→ The exercise: Reproduce the lines below word for word, starting with the line that contains "hillside with one point per instance." and continuing down through the final line.
***** Supplied material
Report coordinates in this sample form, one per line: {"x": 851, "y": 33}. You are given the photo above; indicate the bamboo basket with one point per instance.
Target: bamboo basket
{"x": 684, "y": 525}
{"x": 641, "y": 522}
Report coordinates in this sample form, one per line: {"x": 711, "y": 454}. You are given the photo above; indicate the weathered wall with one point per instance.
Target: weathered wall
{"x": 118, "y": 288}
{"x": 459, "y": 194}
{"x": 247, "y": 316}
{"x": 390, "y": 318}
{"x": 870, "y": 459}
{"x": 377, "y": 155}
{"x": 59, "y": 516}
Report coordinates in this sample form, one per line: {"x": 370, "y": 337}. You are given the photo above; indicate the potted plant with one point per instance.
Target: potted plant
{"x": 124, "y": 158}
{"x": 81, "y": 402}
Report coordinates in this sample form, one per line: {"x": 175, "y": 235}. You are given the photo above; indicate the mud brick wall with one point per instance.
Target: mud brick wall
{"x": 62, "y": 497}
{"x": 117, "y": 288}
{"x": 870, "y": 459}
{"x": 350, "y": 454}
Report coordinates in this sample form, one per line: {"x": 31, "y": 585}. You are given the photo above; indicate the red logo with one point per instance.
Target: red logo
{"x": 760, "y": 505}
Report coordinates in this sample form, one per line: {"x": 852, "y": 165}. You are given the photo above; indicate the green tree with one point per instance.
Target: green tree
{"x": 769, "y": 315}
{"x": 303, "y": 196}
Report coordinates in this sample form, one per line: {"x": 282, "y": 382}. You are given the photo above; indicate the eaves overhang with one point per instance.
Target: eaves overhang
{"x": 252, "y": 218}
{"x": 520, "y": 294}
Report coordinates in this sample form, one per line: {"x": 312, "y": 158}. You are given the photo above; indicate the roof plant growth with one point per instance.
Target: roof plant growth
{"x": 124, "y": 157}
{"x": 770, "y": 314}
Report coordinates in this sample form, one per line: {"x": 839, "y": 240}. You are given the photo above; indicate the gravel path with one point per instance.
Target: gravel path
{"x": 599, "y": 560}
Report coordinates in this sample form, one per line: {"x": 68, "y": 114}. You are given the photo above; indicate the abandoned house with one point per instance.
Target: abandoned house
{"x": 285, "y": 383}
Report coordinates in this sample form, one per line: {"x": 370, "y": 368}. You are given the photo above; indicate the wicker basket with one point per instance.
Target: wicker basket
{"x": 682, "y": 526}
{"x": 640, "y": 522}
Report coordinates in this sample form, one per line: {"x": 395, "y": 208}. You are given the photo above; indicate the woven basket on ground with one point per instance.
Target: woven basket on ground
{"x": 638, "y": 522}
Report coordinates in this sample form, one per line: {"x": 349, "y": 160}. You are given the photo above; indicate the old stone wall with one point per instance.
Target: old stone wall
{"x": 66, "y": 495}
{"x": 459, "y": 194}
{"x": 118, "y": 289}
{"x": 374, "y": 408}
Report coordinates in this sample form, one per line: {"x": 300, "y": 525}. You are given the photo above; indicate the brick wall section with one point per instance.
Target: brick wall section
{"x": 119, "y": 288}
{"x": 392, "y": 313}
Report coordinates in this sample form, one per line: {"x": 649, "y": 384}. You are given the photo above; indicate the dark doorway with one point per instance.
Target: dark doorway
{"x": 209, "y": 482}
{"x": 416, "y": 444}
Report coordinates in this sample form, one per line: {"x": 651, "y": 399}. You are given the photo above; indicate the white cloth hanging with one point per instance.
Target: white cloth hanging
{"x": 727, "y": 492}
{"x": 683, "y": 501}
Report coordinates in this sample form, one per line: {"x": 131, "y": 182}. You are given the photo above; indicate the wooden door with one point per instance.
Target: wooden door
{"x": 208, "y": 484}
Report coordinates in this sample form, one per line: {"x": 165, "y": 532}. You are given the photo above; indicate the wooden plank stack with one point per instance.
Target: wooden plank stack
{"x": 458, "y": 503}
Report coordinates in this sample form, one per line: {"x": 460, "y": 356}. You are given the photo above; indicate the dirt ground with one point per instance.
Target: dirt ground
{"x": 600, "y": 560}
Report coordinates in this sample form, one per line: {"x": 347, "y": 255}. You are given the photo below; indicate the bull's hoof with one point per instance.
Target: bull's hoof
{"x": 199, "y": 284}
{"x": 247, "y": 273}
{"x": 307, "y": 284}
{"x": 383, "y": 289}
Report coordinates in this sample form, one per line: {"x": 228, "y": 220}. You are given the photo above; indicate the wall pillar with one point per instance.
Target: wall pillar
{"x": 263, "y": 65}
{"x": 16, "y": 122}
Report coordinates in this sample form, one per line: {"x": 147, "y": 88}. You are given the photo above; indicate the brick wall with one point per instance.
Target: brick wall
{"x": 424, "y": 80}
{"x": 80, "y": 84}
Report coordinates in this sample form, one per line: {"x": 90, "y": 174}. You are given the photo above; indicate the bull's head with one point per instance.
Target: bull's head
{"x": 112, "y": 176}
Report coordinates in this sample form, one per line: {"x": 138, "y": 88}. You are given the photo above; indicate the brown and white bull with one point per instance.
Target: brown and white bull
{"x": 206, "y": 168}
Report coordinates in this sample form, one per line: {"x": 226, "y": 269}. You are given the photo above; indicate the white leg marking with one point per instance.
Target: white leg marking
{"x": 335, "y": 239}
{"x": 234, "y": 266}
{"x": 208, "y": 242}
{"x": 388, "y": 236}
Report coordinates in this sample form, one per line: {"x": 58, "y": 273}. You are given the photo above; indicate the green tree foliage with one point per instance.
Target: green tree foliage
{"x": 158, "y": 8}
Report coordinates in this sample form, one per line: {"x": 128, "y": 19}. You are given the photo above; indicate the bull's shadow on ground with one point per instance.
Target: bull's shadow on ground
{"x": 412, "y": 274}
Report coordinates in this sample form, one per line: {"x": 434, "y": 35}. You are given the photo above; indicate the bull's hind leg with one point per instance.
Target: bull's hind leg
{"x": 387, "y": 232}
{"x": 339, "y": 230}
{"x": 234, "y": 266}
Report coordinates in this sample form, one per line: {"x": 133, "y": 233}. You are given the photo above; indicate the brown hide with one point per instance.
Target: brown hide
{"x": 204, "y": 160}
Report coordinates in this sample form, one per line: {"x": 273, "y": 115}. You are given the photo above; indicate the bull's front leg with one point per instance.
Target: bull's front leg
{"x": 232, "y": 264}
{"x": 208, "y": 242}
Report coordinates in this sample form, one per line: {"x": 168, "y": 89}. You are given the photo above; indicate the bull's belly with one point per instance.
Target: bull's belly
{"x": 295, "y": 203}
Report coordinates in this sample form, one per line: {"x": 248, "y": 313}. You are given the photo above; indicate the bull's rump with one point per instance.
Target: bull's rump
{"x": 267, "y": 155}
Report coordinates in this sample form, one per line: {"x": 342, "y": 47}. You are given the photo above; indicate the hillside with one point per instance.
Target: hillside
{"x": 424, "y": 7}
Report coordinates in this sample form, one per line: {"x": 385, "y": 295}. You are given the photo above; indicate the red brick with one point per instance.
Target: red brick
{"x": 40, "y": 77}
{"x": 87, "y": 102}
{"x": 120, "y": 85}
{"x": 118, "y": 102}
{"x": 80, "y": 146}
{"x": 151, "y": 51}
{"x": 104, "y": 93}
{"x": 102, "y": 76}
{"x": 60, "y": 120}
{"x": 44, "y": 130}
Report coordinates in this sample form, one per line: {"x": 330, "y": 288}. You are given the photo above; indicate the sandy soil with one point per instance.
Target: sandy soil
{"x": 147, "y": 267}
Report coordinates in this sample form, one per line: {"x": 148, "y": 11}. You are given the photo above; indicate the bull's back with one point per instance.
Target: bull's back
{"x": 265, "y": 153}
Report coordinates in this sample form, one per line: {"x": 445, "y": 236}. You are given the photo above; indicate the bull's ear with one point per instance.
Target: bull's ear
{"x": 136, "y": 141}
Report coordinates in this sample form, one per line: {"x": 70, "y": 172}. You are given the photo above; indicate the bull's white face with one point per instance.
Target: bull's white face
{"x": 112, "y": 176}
**********
→ Exercise result:
Report coordinates in this sample form, one per line: {"x": 342, "y": 47}. You are given the photo above; indicate the hillside with one point per instance.
Target: hillside
{"x": 424, "y": 7}
Report coordinates in this sample form, one per line: {"x": 385, "y": 295}. You are given the photo above; indicate the red brick with one point per instance.
Target: red brick
{"x": 40, "y": 77}
{"x": 87, "y": 102}
{"x": 120, "y": 85}
{"x": 118, "y": 102}
{"x": 80, "y": 146}
{"x": 151, "y": 51}
{"x": 104, "y": 93}
{"x": 102, "y": 76}
{"x": 60, "y": 120}
{"x": 44, "y": 130}
Report coordinates in this sample form, one per line: {"x": 330, "y": 288}. You are given the photo above; indicate the sandy soil with one point per instance.
Target: sandy soil
{"x": 147, "y": 267}
Report coordinates in this sample form, one per line: {"x": 148, "y": 11}. You are given the photo above; indicate the bull's back with one point per instance.
Target: bull's back
{"x": 265, "y": 153}
Report coordinates in this sample form, one per line: {"x": 445, "y": 236}. You are given the photo above; indicate the bull's ear with one point per instance.
Target: bull's ear
{"x": 136, "y": 141}
Report coordinates in this sample form, one per line: {"x": 70, "y": 172}. You are given the photo above; indicate the bull's white face with one point per instance.
Target: bull's white face
{"x": 112, "y": 176}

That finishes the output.